EXERCISE GOAL
Can you pick up the court sentencing decision from where it stops and keep writing it?

SOURCE TEXT
--- start ---
No further discount in my view is justified.
Comparable Cases
[28] In terms of a comparable case to the present, here both counsel
referred me to the decision Harawira v R.10 In that case the
appellant pleaded guilty to charges of injuring with intent to injure and theft,
arising out of one incident, and
was sentenced to three years and two months
imprisonment.
[29] In Harawira the appellant and two co-offenders were drinking alcohol at a beach when a 12 year old boy allegedly mouthed abusive words at the three men. As a result they chased him to his home where they found him in his bedroom. He was attacked by all three men in a similar fashion to the present case, and he suffered similar injuries. In addition, the attackers took a Sony Playstation valued at about
$1200.
9 Clunie v R [2013] NZCA 110.
10 Harawira v R [2014] NZCA 8.
--- end ---
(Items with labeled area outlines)
--- start ---
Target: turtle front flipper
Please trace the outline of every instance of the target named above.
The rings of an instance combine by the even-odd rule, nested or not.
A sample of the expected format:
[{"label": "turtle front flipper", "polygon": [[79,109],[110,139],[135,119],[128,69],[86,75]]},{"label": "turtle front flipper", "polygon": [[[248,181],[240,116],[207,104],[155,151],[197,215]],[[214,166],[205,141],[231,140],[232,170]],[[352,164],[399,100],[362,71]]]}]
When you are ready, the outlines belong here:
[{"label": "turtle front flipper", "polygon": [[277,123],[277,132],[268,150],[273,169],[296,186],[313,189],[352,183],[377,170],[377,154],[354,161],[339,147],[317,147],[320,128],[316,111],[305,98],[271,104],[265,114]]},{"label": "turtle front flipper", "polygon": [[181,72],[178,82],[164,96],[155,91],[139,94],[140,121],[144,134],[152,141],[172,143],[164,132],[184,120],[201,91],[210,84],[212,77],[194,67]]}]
--- end ---
RESPONSE TO THIS EXERCISE
[30] A starting point of three and a half years imprisonment was adopted
with the Judge identifying four aggravating features,
namely attacking the head,
multiple offenders, an element of home invasion, and a vulnerable youth victim,
particularly because of
his age.
[31] In the Court of Appeal, it was determined that whilst two
of those aggravating features might have been seen
at the lower end of the
scale (the attack to the head and multiple offenders) the combination of all
four factors meant that the
starting point identified was justified. The Court
also commented that the theft of the Playstation alone might have justified an
increase to the starting point of six months, or in other words, an overall
starting point of four years for the incident as a whole.
Ultimately the appeal
was dismissed by the Court of Appeal.
[32] While the present case and Harawira are distinguishable, it
is clear to me that the Harawira decision does indicate that the sentence
imposed by Judge Phillips in the present case was well within range. Although
in Harawira, the victim was a child being a 12 year old boy, in that case
it was a spontaneous over-reaction to a perceived slight, whereas the
offending
in the present case in my view was clearly premeditated.
[33] Further, the offending in the case before me involved a home
invasion of some significance with the front door being smashed
down. This
differed from the situation in Harawira.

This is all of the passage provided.